▶ [Quoted text]

● ● ●

Photography by Richard Giordano

When I left Western Canada south on the Pan-American Highway nearly a decade ago, quality outdoor gear was not my priority. Our budget was tight, plus we were going to Mexico and Costa Rica—a hoodie and cheap windbreaker would certainly cut it, right? A blustery night with freezing temps at the summit of Guatemala’s Acatenango volcano changed everything. Timeless, versatile, and well-constructed pieces that take a beating form the cornerstone of the long-term overlander’s wardrobe. Patagonia’s Down Sweater Hoody has now become a part of mine.

Rated as a lightweight puffy, this jacket contains 3.5 ounces of 800-fill power 100% Responsible Down Standard down. I chose a size small to fit my five-foot-three frame, which provided enough room for a fairly thick fleece or jacket layer underneath without looking too boxy or bulky, but didn’t feel like overkill when paired with a long-sleeved base layer. The women’s version tucks in at the waist and flares at the hip, avoiding the dreaded Paperbag Princess vibe.

● ● ●

▶ [Recorded data]
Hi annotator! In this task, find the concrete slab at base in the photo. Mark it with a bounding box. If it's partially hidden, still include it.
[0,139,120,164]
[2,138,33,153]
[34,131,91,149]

● ● ●

▶ [Task set]
1. According to the jacket review, how much down does the Down Sweater Hoody contain?
2. Decide whether each statement agrees with the jacket review: (a) The writer picked a size small. (b) The writer drove north from Western Canada on the Pan-American Highway. (c) The freezing night happened at the summit of a volcano in Costa Rica. For each, answer yes or no and quote the deciding words of the review.
3. Retype the part of the jacket review that opens with the words "Rated as a lightweight" and closes with "Paperbag Princess vibe.".

▶ [Replies]
1. 3.5 ounces of 800-fill power down

2.
(a) Yes: "I chose a size small to fit my five-foot-three frame"
(b) No: "When I left Western Canada south on the Pan-American Highway"
(c) No: "at the summit of Guatemala’s Acatenango volcano"

3.
Rated as a lightweight puffy, this jacket contains 3.5 ounces of 800-fill power 100% Responsible Down Standard down. I chose a size small to fit my five-foot-three frame, which provided enough room for a fairly thick fleece or jacket layer underneath without looking too boxy or bulky, but didn’t feel like overkill when paired with a long-sleeved base layer. The women’s version tucks in at the waist and flares at the hip, avoiding the dreaded Paperbag Princess vibe.